[…] О проблеме творчества, воспитании способностей мы беседуем сегодня с известным советским философом, профессором Эвальдом Васильевичем ИЛЬЕНКОВЫМ.
— Эвальд Васильевич, коммунизм — создание общественных отношений, адекватных творческой, универсальной природе человека, таких социальных обстоятельств, при которых каждый будет самоосуществлять себя как личность в творческом труде. Но творческий труд предполагает наличие таланта. Могут ли все быть талантливыми?
— Есть такие теории, согласно которым только пять-шесть процентов населения на земном шаре «рождены под солнцем», обладают таким богатством, как талант. Остальные — серая, безликая масса, судьба которой автоматическая, столь же серая работа. Нечего тут и роптать. Нетрудно видеть, что вся эта «логика» закрепляет существование социального неравенства, сложившуюся социальную структуру, при которой большинство людей рады и заработку ради куска хлеба и крыше над головой и не пытаются помышлять о каких-то «высоких материях» вроде творчества, самореализации. А те, что имеют досуг поразмыслить о сем, — вот они и входят в тот малый процент «избранных».
Подобная апологетика социального неравенства подкрепляется якобы научными доказательствами статистки, генетики, физиологии высшей нервной деятельности и превращается в наукообразный предрассудок, захватывающий и обыденное сознание, твердо уверовавшее в прирожденность таланта.
— Но ведь имеются определенные задатки…
— Никто не говорит, что нет природных задатков. Но к чему они сводятся? К наличию физического здоровья, нормального мозга, нормального организма. А вот попытки отыскать какие-то особые задатки — один человек предопределен, дескать, устройством своего мозга к тому, чтобы быть музыкантом, другой — чтобы быть философом, а третий — портнихой или домохозяйкой — это, простите, сомнительная и уже архаическая гипотеза, реально мешающая нашей работе по образованию и воспитанию. На природную неспособность чаще всего сваливает свои грехи, свое неумение ленивый педагог. Не умеет человек, которому общество поручило учить людей математике, привить ученикам математическое мышление, и начинает причитать о том, что, де, его подопечные от природы неспособные.

--- РАБОЧИЕ ЗАДАНИЯ ---
1. Перепишите слово в слово ту часть беседы о творчестве и таланте, которая начинается со слов «Подобная апологетика социального» и заканчивается словами «в прирожденность таланта.».
2. Перечислите все занятия, к которым, согласно упомянутой в беседе о творчестве и таланте гипотезе, человек будто бы предопределен устройством своего мозга.

--- ИСХОДНЫЕ ДАННЫЕ ---
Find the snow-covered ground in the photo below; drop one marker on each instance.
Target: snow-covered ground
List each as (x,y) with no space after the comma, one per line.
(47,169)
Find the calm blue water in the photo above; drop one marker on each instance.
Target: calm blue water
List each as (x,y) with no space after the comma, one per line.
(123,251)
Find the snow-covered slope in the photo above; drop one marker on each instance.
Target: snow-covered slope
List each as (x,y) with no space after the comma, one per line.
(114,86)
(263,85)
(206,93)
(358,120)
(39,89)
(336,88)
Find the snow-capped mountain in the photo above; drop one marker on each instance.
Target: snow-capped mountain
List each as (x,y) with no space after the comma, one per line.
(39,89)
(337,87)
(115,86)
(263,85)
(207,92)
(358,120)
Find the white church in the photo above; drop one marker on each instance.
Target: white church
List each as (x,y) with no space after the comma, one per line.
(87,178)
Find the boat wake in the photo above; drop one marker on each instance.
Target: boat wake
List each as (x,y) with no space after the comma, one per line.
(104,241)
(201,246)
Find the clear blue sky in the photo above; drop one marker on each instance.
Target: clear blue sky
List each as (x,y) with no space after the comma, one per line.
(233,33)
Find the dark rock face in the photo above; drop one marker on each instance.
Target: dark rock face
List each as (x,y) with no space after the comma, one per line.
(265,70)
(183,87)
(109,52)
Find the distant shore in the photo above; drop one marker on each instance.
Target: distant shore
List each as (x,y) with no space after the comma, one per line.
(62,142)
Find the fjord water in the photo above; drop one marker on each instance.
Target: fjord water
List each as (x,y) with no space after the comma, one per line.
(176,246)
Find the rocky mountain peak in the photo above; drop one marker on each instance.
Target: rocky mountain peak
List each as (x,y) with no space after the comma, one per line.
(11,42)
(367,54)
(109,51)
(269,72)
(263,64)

==

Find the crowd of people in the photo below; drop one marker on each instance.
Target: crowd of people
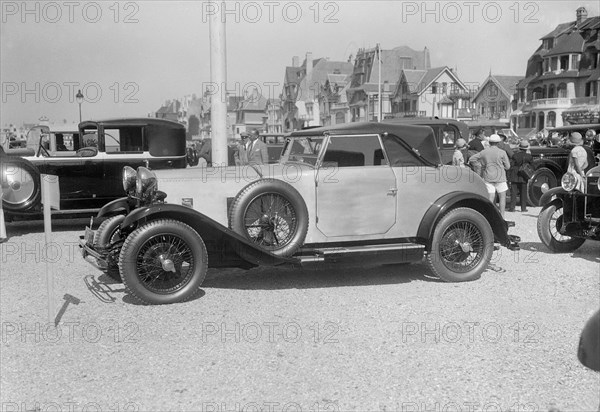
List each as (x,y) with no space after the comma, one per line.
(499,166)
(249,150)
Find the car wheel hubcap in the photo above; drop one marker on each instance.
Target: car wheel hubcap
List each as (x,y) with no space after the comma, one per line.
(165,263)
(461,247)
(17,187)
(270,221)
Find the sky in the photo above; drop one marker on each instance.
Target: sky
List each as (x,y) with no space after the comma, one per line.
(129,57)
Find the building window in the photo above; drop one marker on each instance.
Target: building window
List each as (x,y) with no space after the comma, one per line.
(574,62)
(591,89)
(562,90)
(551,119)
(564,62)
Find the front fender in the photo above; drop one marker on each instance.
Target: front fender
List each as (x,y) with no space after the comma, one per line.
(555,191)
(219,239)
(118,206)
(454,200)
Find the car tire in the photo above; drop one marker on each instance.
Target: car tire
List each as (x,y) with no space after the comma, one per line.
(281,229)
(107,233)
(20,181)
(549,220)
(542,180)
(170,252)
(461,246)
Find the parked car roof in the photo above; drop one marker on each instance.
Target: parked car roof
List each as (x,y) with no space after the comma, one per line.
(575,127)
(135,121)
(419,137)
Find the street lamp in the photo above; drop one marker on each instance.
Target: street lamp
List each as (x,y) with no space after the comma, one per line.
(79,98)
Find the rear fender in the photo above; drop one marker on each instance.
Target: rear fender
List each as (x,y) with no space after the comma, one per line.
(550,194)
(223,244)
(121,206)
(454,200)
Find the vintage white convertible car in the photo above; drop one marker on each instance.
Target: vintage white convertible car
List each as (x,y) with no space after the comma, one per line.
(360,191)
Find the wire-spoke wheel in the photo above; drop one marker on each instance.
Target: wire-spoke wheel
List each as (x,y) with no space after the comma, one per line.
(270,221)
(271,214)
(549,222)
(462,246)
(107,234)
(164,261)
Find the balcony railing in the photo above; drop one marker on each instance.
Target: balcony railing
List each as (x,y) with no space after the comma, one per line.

--- ОТВЕТЫ К УПРАЖНЕНИЮ ---
1.
Подобная апологетика социального неравенства подкрепляется якобы научными доказательствами статистки, генетики, физиологии высшей нервной деятельности и превращается в наукообразный предрассудок, захватывающий и обыденное сознание, твердо уверовавшее в прирожденность таланта.

2. Согласно этой гипотезе, человек будто бы предопределен быть музыкантом, философом, портнихой или домохозяйкой.